[begin MATERIAL PROVIDED]
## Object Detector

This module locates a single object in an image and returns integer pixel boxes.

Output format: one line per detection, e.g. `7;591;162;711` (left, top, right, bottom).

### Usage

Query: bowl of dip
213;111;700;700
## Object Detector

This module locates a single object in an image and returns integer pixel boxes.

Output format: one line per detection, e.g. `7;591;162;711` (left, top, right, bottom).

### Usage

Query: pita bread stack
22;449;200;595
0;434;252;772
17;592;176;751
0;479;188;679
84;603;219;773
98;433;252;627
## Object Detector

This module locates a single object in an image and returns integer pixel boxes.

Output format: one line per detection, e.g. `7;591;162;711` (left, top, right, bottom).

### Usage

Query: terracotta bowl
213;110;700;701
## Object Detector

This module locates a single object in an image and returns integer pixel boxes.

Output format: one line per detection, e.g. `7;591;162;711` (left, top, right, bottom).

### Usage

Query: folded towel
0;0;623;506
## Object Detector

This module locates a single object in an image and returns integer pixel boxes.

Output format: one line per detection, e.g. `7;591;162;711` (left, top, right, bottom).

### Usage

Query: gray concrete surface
[end MATERIAL PROVIDED]
• _YOUR GOAL_: Please reproduce the data above with "Object Detector" swapped for "Box Finder" and nothing else altered.

• _RESULT_:
## Box Finder

This module locates a single object in an image and returns integer pixel boxes.

Output format: one line per detection, e.g. `7;591;162;711` (left, top, right, bottom).

### Usage

Query: bowl of dip
213;111;700;700
## Box Finder

This module locates a single object in an image and returns integer pixel boxes.

Output format: one line per detection, e.g. `7;591;162;711` (left, top, right, bottom).

### Usage

Query: pita bread stack
22;449;200;595
0;434;252;772
17;592;176;751
0;479;188;679
84;603;219;773
98;433;252;627
## Box Finder

This module locates a single object in an image and returns integer pixel boxes.

Output format: one line per detection, e.g. `7;591;162;711` (left, top, right, bottom).

### Usage

Query: terracotta bowl
213;110;700;701
## Box Finder

This module locates a single object in an image and returns integer pixel boxes.

Output format: one line per detection, e.g. `7;591;162;711` (left, top, right, bottom).

### Usage

Query: folded towel
0;0;623;506
## Box Finder

This module locates a single object in an image and returns integer pixel boxes.

Output format: one line per detection, e.g. `7;591;162;711` (left, top, right, bottom).

### Usage

Query: gray concrete surface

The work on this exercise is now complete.